Отрывок для чтения:
--------------------------------

В понедельник в редакции у меня было два варианта этой "Недели". Гроссмановскую "Неделю" я сберегла до нынешних времен, а ту, вторую, потеряла.
Я тогда места себе не находила, думая о том, какой нанесу Василию Семеновичу удар, когда он позвонит, вернувшись из санатория... Как он обрадовался тогда... В такой мрачности я не была давно. Как ненавидела я этого Ошеверова, и описать не могу. С его женой у нас были милые отношения. Собралась было ей позвонить, но не смогла, не смогла унизить Гроссмана, "Новый мир" и себя.
Василий Семенович еще раньше, смеясь, повторял, что по голосу и по тому, как я говорю: "...Василий Семенович..." - он понимает, как обстоят его "новомирские дела". А тут о голосе не могло быть и речи.
И услышала, как он ответил мне решительно, твердо и спокойно:
- Ведь напечатали! И я доволен.
Я привезла ему его "личные" номера и выяснила, какой у него тираж. Он сказал, что тираж все-таки большой. И вообще, был настроен даже юмористически, особенно когда узнал, что эта его гроссмановская "Неделя", вырвавшись запретно из общего известинского тиража, вдруг попала в газетные киоски каких-то подмосковных городов. И в одном из них ее купил, сойдя с поезда, его знакомый и сообщил ему. И кто-то еще тоже купил и тоже позвонил. И вообще, таким он был мужественным и дружелюбным, что и передать не могу.

--------------------------------

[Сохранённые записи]
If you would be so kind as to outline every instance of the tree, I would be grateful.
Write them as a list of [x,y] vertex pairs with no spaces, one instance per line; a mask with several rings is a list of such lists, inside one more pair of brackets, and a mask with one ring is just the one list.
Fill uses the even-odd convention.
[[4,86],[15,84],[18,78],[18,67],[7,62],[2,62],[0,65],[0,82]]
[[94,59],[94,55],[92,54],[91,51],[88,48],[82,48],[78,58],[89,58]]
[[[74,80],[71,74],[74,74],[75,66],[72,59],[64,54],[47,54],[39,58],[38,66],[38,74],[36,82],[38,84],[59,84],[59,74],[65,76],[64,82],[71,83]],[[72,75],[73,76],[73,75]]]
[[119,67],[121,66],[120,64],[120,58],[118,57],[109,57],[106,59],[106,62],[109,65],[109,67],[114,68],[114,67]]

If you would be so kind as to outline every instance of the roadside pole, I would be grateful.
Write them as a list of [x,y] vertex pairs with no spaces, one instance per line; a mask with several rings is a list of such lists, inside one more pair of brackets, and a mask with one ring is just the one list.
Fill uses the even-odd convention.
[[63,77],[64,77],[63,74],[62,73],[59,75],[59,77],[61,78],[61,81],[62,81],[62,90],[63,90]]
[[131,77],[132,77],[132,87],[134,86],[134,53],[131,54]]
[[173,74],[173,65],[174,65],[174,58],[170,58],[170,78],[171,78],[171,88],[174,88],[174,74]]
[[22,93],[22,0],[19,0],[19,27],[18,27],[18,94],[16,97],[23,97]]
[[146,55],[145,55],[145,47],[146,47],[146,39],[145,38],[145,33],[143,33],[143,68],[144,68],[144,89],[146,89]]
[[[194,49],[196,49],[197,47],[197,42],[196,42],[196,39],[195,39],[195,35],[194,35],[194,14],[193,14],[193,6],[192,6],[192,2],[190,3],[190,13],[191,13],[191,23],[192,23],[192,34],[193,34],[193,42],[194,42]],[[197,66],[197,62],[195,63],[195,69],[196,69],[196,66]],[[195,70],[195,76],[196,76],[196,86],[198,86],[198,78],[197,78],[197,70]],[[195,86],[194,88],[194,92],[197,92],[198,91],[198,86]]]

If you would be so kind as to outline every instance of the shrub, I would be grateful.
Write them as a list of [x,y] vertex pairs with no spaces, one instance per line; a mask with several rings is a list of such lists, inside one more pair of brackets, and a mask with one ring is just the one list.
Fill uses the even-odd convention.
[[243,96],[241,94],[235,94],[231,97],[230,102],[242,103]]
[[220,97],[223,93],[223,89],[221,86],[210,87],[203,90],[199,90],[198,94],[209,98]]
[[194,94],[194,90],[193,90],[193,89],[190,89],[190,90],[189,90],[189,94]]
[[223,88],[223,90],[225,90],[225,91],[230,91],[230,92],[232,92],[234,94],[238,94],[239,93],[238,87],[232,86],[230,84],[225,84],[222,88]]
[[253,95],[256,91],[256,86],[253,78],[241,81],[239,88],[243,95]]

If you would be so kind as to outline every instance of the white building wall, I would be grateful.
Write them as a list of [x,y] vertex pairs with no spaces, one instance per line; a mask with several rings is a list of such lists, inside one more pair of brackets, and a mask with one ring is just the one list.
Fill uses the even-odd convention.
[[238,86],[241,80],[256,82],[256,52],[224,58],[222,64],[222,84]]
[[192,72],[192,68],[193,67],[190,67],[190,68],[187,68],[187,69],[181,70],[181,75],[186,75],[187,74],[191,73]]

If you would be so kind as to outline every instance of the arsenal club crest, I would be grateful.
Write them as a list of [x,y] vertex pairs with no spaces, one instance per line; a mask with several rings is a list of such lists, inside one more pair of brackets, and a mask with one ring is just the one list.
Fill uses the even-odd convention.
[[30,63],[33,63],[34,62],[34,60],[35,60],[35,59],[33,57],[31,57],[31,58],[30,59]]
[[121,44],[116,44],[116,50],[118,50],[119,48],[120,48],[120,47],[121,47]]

--------------------------------

Краткое задание A: Пожалуйста, извлеките из отрывка точный фрагмент: начните с места, где стоят слова «Я тогда места», и остановитесь после слов «И я доволен.».
Краткое задание B: Перепишите в виде краткого списка абзац отрывка, начинающийся словами «Я привезла ему его», сохранив главные факты.
Записи для работы не понадобятся.

Письменный ответ A:
Я тогда места себе не находила, думая о том, какой нанесу Василию Семеновичу удар, когда он позвонит, вернувшись из санатория... Как он обрадовался тогда... В такой мрачности я не была давно. Как ненавидела я этого Ошеверова, и описать не могу. С его женой у нас были милые отношения. Собралась было ей позвонить, но не смогла, не смогла унизить Гроссмана, "Новый мир" и себя.
Василий Семенович еще раньше, смеясь, повторял, что по голосу и по тому, как я говорю: "...Василий Семенович..." - он понимает, как обстоят его "новомирские дела". А тут о голосе не могло быть и речи.
И услышала, как он ответил мне решительно, твердо и спокойно:
- Ведь напечатали! И я доволен.

Письменный ответ B:
- Я привезла Василию Семеновичу его «личные» номера и выяснила тираж; он сказал, что тираж все-таки большой.
- Он был настроен даже юмористически, особенно когда узнал, что его «Неделя», запретно вырвавшись из общего известинского тиража, попала в газетные киоски подмосковных городов.
- В одном из них ее купил, сойдя с поезда, его знакомый и сообщил ему; кто-то еще тоже купил и позвонил.
- Он был необычайно мужественным и дружелюбным.